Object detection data
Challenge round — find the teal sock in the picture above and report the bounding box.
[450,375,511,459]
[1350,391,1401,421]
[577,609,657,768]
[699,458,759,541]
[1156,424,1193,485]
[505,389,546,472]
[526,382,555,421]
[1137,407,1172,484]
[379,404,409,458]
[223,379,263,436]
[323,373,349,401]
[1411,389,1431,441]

▶ **What is being asked**
Please rewrite the items above, replacing "teal sock" with "red mitten" and leaving everything else unchanged.

▶ **Finished answer**
Challenge round — find the red mitten in the picture above and report the bounding box.
[450,375,511,459]
[1350,391,1401,421]
[577,609,657,768]
[699,458,759,541]
[1156,424,1193,485]
[505,389,546,472]
[526,382,555,421]
[1137,407,1172,484]
[379,404,409,458]
[223,379,263,436]
[323,373,349,401]
[1411,389,1431,441]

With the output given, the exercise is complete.